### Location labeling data
----------

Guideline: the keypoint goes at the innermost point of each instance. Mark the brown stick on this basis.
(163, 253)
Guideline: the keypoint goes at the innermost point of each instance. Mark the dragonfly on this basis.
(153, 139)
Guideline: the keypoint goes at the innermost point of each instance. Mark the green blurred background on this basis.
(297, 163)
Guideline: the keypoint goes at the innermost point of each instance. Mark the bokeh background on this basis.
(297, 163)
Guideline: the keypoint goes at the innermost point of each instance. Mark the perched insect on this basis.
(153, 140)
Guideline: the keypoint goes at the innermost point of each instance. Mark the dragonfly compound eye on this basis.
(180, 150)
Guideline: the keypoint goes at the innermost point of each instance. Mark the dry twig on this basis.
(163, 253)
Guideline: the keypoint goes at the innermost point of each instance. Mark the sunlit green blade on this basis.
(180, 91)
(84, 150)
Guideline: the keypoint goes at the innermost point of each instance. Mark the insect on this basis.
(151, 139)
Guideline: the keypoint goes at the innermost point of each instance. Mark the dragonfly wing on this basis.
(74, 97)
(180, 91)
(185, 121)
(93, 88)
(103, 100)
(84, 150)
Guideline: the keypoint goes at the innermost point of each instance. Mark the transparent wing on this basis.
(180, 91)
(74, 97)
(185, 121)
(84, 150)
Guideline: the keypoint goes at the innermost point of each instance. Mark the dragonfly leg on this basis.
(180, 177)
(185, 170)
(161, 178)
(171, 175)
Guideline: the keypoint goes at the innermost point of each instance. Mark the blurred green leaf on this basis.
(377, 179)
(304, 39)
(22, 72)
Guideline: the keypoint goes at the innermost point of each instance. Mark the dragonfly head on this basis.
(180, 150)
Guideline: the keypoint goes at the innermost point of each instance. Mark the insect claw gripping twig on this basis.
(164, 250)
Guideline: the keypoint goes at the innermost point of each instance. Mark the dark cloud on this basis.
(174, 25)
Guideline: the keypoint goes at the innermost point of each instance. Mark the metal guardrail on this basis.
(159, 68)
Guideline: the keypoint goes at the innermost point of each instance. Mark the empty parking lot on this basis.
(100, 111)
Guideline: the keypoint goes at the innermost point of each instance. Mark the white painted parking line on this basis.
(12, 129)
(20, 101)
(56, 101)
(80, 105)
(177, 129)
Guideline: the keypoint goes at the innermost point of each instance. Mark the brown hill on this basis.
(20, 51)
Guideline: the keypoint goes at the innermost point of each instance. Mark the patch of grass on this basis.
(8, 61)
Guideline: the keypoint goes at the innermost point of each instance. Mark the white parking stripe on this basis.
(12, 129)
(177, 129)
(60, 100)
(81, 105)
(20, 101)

----------

Begin at the line in the data above that contains "leg on this basis." and stop after the last line of the data. Write out every line in that span again, guideline lines included, and shift each coordinate in the answers by -87.

Guideline: the keypoint goes at the innermost point of each instance. Mark the dragonfly leg on this basis.
(93, 90)
(98, 83)
(74, 91)
(84, 88)
Guideline: the keypoint goes at the innermost point of each instance. Mark the blurred green leaf on this basis.
(290, 92)
(217, -48)
(-65, -15)
Guideline: the keypoint goes at the innermost point of each instance. Mark the dragonfly head on this basis.
(93, 63)
Guideline: the keypoint goes at the innermost point of each instance. Mark the insect claw gripping twig on this basis.
(77, 163)
Guideline: the keypoint goes at the innermost point of each instance. Mark the dark cloud on this basis.
(87, -62)
Guideline: the keypoint goes at the innermost point of each instance. Mark the metal guardrail on this basis.
(72, -19)
Guideline: the keypoint goes at the innermost point of each instance. Mark the empty parking lot on this basis.
(13, 24)
Guideline: the keypoint goes at the innermost point of each instance. Mark the white painted parking line on this basis.
(-75, 42)
(-67, 14)
(-31, 14)
(-7, 18)
(90, 42)
Guideline: the keypoint goes at the innermost point of each instance. Mark the brown hill on this basis.
(-67, -36)
Guideline: the keypoint goes at the innermost point of each instance. Mark the patch of grass on this basis.
(-79, -26)
Guideline: the keypoint goes at the innermost point of each instance. Mark the white parking stripe on this basis.
(-75, 42)
(90, 42)
(-27, 13)
(-6, 18)
(-67, 14)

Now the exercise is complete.